## EXERCISE DIRECTIONS
Print all the records exactly as they stand.
[[ MATERIAL FOR THIS TASK open ]]
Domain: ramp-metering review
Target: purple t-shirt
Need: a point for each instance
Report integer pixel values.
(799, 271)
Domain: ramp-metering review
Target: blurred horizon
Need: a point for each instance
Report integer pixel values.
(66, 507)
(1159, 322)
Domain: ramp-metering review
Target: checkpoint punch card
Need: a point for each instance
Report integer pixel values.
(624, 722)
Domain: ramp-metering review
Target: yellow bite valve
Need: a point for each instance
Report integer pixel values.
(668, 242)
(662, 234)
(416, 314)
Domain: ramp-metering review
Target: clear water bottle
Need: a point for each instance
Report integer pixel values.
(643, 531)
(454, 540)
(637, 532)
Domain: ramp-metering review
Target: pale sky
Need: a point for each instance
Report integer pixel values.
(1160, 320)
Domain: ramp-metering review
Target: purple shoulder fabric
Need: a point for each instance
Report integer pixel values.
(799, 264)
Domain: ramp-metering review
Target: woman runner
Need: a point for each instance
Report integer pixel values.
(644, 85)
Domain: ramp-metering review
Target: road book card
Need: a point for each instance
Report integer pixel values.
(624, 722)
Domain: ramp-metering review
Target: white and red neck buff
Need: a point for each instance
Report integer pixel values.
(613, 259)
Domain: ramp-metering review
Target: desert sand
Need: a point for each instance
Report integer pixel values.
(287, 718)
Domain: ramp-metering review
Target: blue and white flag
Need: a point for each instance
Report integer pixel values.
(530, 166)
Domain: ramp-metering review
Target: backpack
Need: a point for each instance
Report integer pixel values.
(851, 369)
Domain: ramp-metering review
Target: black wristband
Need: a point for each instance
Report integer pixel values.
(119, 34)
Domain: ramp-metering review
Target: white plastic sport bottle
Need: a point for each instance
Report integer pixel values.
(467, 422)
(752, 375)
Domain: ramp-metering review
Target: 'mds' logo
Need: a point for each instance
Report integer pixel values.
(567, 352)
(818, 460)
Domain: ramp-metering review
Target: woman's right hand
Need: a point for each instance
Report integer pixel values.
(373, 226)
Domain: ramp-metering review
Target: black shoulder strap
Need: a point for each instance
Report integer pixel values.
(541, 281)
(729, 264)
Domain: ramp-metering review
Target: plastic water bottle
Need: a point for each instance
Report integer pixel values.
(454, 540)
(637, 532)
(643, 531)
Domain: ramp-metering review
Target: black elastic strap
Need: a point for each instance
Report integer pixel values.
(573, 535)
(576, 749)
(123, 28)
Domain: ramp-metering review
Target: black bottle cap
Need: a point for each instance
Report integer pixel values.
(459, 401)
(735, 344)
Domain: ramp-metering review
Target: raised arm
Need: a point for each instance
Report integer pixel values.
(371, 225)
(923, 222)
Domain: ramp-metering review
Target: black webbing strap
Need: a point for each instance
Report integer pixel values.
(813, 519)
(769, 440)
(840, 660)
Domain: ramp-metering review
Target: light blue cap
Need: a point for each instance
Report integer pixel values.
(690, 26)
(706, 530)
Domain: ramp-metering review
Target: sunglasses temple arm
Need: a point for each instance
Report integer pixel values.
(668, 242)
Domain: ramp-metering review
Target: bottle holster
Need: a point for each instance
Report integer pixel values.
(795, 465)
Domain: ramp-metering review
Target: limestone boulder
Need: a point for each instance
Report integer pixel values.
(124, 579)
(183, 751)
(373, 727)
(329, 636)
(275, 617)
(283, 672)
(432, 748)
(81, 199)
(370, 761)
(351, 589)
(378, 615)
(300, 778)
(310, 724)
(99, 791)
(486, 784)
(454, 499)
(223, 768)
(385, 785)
[[ MATERIAL FOR THIS TASK closed ]]
## SOLUTION
Domain: ramp-metering review
Target: purple t-shirt
Need: a point for each instance
Report integer pixel values.
(799, 271)
Domain: ramp-metering review
Target: blurred horizon
Need: a point for each instance
Report integer pixel values.
(66, 507)
(1159, 322)
Domain: ramp-metering review
Target: checkpoint punch card
Need: a point for each instance
Report integer pixel values.
(624, 722)
Domain: ramp-metering review
Target: yellow bite valve
Need: a point for each instance
Report integer pixel values.
(668, 242)
(662, 234)
(416, 314)
Domain: ramp-metering review
Target: clear water bottle
Need: a point for each instance
Report integer pixel values.
(643, 531)
(454, 540)
(637, 532)
Domain: ramp-metering review
Target: pale sky
Need: a point for each instance
Report integer pixel values.
(1160, 320)
Domain: ramp-metering review
Target: purple shoulder fabric
Need: a point for each instance
Report integer pixel values.
(799, 264)
Domain: ramp-metering review
Target: woman runner
Need: a point for each instance
Report integer pixel values.
(644, 85)
Domain: ramp-metering review
Target: road book card
Need: a point for each instance
Report integer pixel values.
(624, 722)
Domain: ramp-metering review
Target: white and red neck buff
Need: a point for each instance
Report integer pixel values.
(613, 259)
Domain: ramp-metering review
Target: desert sand
Need: a point for each instance
Report integer pixel values.
(287, 718)
Domain: ramp-metering review
Target: blue and white flag
Need: a point for each instance
Report integer pixel values.
(530, 166)
Domain: ramp-metering review
Target: backpack
Need: a point for each instance
Report integer pixel values.
(851, 369)
Domain: ramp-metering review
Target: black wristband
Need: a point for each instance
Report integer pixel values.
(119, 34)
Domain: ramp-metering review
Target: white plastic sport bottle
Need: a point for each instance
Report integer pixel values.
(467, 422)
(752, 375)
Domain: ramp-metering review
Target: 'mds' logo
Need: a point for each instance
Report integer pixel values.
(567, 352)
(818, 460)
Domain: ramp-metering review
Target: woman's right hand
Need: a point for each instance
Report integer pixel values.
(373, 226)
Domain: ramp-metering review
Target: black shoulder strap
Need: a point for each instance
Report integer pixel values.
(541, 281)
(729, 264)
Domain: ramp-metering review
Target: plastic water bottle
Need: a point for each instance
Report integer pixel values.
(454, 540)
(637, 532)
(643, 531)
Domain: ramp-metering review
Target: black elastic strap
Need: a point for each instance
Report integer pixel values.
(573, 535)
(576, 749)
(123, 28)
Domain: ramp-metering review
Target: black bottle cap
Need: a point for each instance
Report integer pixel values.
(459, 401)
(735, 344)
Domain: ramp-metering review
Target: raised arm
Need: a point for each instance
Report integer pixel values.
(371, 225)
(923, 222)
Domain: ramp-metering review
Target: black webbing strap
Need: a point for each instance
Report integer pixel values.
(813, 519)
(769, 440)
(840, 660)
Domain: ramp-metering review
Target: light blue cap
Need: a point for each instance
Report integer pixel values.
(690, 26)
(706, 530)
Domain: ramp-metering review
Target: sunglasses temple arm
Need: a point for each instance
Report integer pixel values.
(668, 242)
Domain: ramp-metering review
Target: bottle holster
Need: a point for each instance
Report integer pixel values.
(795, 465)
Domain: ramp-metering review
Target: limestone boulder
Need: a point for each instance
Report integer pixel values.
(124, 579)
(183, 751)
(373, 727)
(329, 636)
(275, 617)
(283, 672)
(432, 748)
(81, 199)
(370, 761)
(351, 589)
(378, 615)
(300, 778)
(310, 724)
(99, 791)
(486, 784)
(454, 499)
(223, 768)
(385, 785)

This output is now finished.